• **Work instructions**
Replace "record the position" with "write down the location" in the part of the data that opens with the line containing "Q: Find one point on every instance of the black" and closes with the line containing "(1243, 367)", and give back only that part, otherwise unchanged.
━━━━━ Data lines ━━━━━
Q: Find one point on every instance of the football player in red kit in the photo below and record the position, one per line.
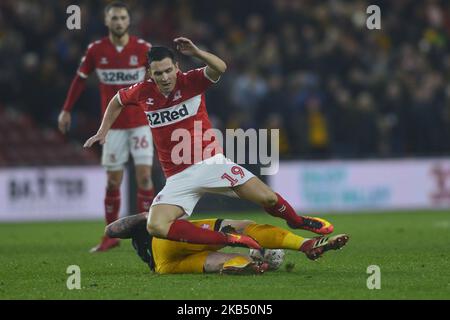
(119, 60)
(175, 106)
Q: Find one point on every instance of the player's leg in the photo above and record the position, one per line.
(145, 194)
(258, 192)
(141, 148)
(233, 263)
(176, 261)
(114, 156)
(272, 237)
(164, 222)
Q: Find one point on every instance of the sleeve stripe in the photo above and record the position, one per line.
(83, 75)
(118, 98)
(207, 77)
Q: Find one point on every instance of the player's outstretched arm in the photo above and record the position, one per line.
(112, 112)
(215, 66)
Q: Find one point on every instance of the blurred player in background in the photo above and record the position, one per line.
(174, 100)
(120, 60)
(168, 257)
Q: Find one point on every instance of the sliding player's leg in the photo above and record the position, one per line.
(272, 237)
(258, 192)
(172, 259)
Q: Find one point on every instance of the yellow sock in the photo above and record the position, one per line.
(272, 237)
(237, 262)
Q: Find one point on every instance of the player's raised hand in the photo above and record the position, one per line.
(64, 120)
(89, 142)
(186, 46)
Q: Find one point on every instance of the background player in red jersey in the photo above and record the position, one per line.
(175, 100)
(119, 60)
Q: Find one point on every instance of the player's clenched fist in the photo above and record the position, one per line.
(89, 142)
(186, 47)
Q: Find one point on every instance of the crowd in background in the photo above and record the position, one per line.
(334, 88)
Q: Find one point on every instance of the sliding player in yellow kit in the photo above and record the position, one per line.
(169, 257)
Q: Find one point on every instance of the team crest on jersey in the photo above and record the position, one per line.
(177, 95)
(133, 60)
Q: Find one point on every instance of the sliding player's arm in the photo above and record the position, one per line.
(112, 112)
(215, 66)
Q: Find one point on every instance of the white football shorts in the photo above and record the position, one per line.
(214, 175)
(121, 142)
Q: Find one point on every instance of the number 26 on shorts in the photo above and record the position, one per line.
(140, 142)
(235, 170)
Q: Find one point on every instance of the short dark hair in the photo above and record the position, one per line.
(116, 4)
(158, 53)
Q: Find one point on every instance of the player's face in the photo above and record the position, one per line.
(117, 20)
(164, 73)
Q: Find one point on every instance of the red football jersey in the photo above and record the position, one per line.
(117, 69)
(184, 108)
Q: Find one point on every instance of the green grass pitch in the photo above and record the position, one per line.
(412, 250)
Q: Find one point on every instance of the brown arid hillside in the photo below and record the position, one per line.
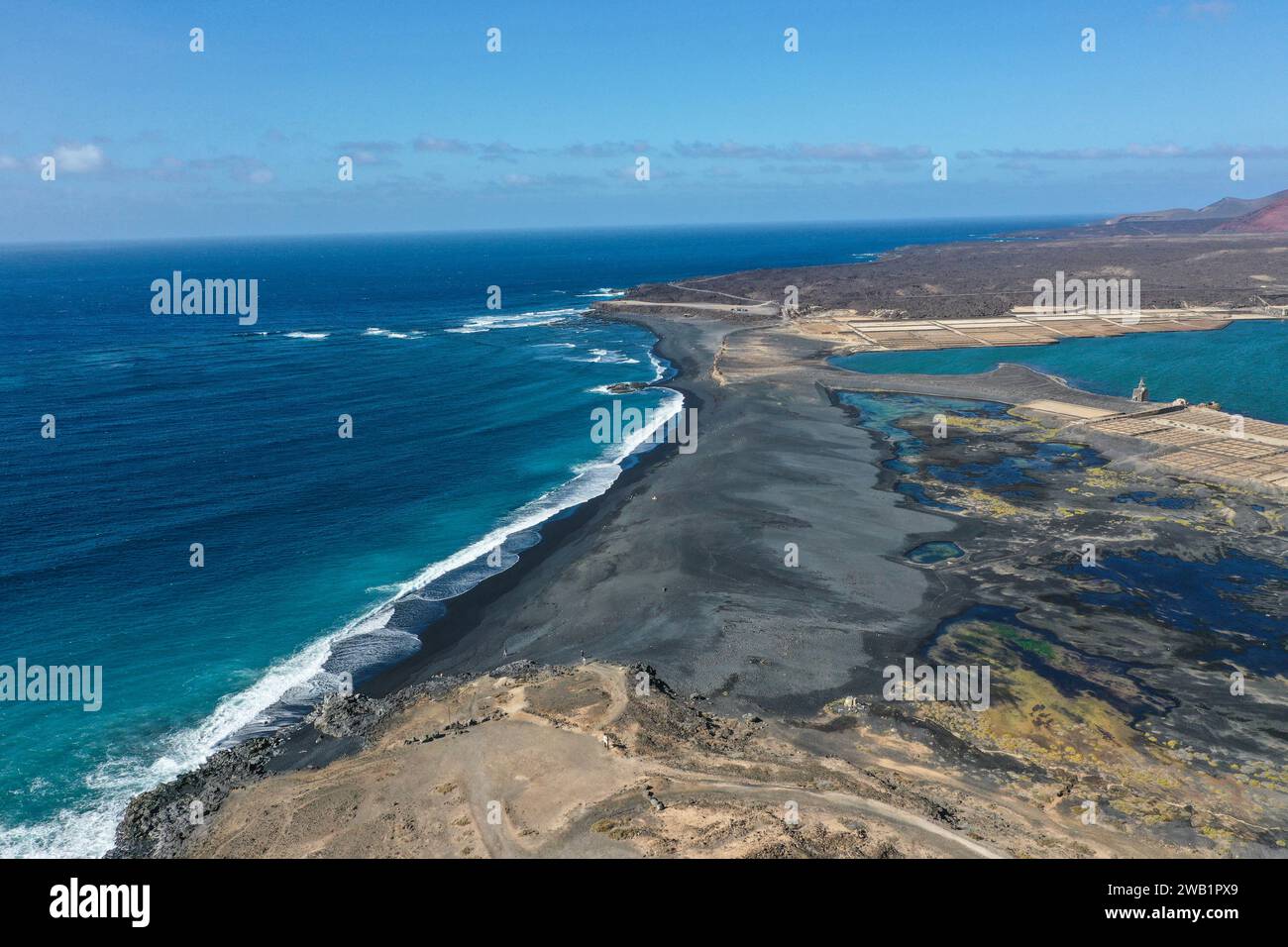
(1270, 219)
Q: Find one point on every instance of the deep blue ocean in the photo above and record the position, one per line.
(471, 427)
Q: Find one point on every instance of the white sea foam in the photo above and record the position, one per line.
(523, 320)
(391, 334)
(89, 832)
(605, 357)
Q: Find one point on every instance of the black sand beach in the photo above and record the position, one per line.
(683, 566)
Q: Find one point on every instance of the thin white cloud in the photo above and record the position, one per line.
(78, 158)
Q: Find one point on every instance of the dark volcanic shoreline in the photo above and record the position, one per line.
(683, 565)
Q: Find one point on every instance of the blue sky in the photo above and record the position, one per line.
(155, 141)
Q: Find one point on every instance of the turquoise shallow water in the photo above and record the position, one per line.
(471, 424)
(1243, 367)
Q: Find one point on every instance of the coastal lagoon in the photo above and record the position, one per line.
(321, 554)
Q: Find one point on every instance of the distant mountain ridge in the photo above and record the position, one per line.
(1266, 214)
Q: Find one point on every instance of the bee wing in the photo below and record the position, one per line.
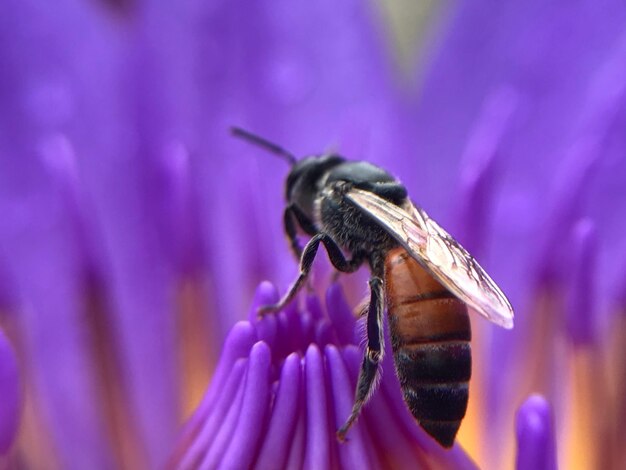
━━━━━
• **Task output**
Q: Find one point on every instance of the black sand beach in the photo above and write down the location, one per line.
(683, 566)
Q: Find one point on every instance of the thin white cloud in the photo above and write down the location, one per line.
(78, 158)
Q: Find one point on every instance of the dark volcanic shoreline in the photo above and write down the location, one per line.
(683, 565)
Q: Find one point on every instance of the blue sky in the photo above and write down the location, one per line.
(155, 141)
Q: Find one point on every instance of the turquoise shallow water in the photo above and write down the location, one per line.
(471, 424)
(1243, 367)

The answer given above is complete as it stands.